Collection entries:
━━━━━━━━━━━━━━━━━━━━━━━━━━━━━━

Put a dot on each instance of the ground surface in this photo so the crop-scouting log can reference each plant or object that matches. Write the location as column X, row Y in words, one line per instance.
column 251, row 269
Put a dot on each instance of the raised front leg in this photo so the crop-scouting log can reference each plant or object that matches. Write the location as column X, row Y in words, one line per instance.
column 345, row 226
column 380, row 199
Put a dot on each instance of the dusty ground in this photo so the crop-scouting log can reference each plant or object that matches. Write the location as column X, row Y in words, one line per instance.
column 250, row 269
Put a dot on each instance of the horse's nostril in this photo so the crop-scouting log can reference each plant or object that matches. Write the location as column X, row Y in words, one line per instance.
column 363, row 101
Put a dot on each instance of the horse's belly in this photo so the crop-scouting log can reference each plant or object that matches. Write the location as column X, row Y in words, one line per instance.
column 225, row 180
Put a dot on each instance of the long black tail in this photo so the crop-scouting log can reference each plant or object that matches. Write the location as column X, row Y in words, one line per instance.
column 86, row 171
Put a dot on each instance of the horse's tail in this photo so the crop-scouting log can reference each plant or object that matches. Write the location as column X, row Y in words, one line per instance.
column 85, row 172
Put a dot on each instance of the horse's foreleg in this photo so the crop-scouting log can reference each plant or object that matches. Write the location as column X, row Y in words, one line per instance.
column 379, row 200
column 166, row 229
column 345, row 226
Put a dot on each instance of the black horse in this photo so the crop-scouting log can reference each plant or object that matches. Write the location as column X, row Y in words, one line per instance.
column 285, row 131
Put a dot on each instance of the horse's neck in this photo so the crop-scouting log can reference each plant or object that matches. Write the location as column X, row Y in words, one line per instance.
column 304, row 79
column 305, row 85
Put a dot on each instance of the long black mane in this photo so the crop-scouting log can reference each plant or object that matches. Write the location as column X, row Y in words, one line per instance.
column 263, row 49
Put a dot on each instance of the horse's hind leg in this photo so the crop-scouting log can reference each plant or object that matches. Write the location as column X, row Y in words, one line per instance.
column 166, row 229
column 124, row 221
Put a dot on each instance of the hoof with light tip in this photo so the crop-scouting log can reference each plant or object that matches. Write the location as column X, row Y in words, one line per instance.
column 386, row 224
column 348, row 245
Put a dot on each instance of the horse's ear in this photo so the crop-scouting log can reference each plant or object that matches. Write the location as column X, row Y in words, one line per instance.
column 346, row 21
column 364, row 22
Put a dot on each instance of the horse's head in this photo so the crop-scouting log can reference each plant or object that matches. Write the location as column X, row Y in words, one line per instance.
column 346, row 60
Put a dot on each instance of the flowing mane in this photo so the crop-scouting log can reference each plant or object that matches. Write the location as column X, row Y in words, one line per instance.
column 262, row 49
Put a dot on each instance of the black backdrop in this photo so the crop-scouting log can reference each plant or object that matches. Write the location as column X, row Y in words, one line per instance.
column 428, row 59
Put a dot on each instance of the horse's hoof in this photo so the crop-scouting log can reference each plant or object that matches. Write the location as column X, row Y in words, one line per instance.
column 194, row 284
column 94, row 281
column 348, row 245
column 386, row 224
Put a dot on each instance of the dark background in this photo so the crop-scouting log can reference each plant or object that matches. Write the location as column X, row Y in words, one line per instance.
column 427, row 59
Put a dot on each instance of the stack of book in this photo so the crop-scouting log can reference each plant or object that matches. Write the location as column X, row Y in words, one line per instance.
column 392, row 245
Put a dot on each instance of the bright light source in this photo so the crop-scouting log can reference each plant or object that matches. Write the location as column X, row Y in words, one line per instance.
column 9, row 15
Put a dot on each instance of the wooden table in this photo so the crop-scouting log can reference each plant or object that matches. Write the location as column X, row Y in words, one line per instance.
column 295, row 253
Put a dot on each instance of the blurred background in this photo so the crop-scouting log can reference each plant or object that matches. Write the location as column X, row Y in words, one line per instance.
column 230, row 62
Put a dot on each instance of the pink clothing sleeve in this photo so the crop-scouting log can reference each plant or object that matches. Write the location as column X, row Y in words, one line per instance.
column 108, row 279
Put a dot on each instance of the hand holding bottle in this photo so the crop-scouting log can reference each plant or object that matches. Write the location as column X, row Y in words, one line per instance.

━━━━━━━━━━━━━━━━━━━━━━━━━━━━━━

Copy the rows above word for word, from the very first line through the line containing "column 285, row 131".

Put a dot on each instance of the ground surface in this photo so the crop-scouting log can reference each plant or object that matches. Write the location as column X, row Y in words, one line per instance.
column 251, row 269
Put a dot on each instance of the raised front leg in this photo so the crop-scouting log can reference each plant or object that matches. Write the location as column X, row Y in words, one line per instance.
column 345, row 226
column 380, row 199
Put a dot on each instance of the dusty ground in this photo so the crop-scouting log can reference each plant or object that matches. Write the location as column X, row Y in words, one line per instance.
column 250, row 269
Put a dot on each instance of the horse's nostril in this photo so the crop-scouting log can reference each plant or object that matches. Write the location as column X, row Y in words, one line per instance.
column 363, row 101
Put a dot on each instance of the horse's belly in this photo so the crop-scouting log can reference each plant or object that matches. Write the location as column X, row Y in words, one line per instance.
column 225, row 180
Put a dot on each instance of the long black tail in this photo so the crop-scouting log can reference each plant or object that matches. Write the location as column X, row Y in words, one line per instance.
column 86, row 171
Put a dot on each instance of the horse's tail in this photo so the crop-scouting log can reference each plant or object that matches. Write the location as column X, row Y in words, one line per instance.
column 85, row 172
Put a dot on each instance of the horse's foreleg in this photo so the crop-scouting log can reference each plant or object that matches. Write the location as column X, row Y in words, one line per instance.
column 379, row 200
column 166, row 229
column 345, row 226
Put a dot on each instance of the black horse in this photo so the crop-scouting log can reference each plant or object that matches. Write the location as column X, row Y in words, one line per instance.
column 285, row 131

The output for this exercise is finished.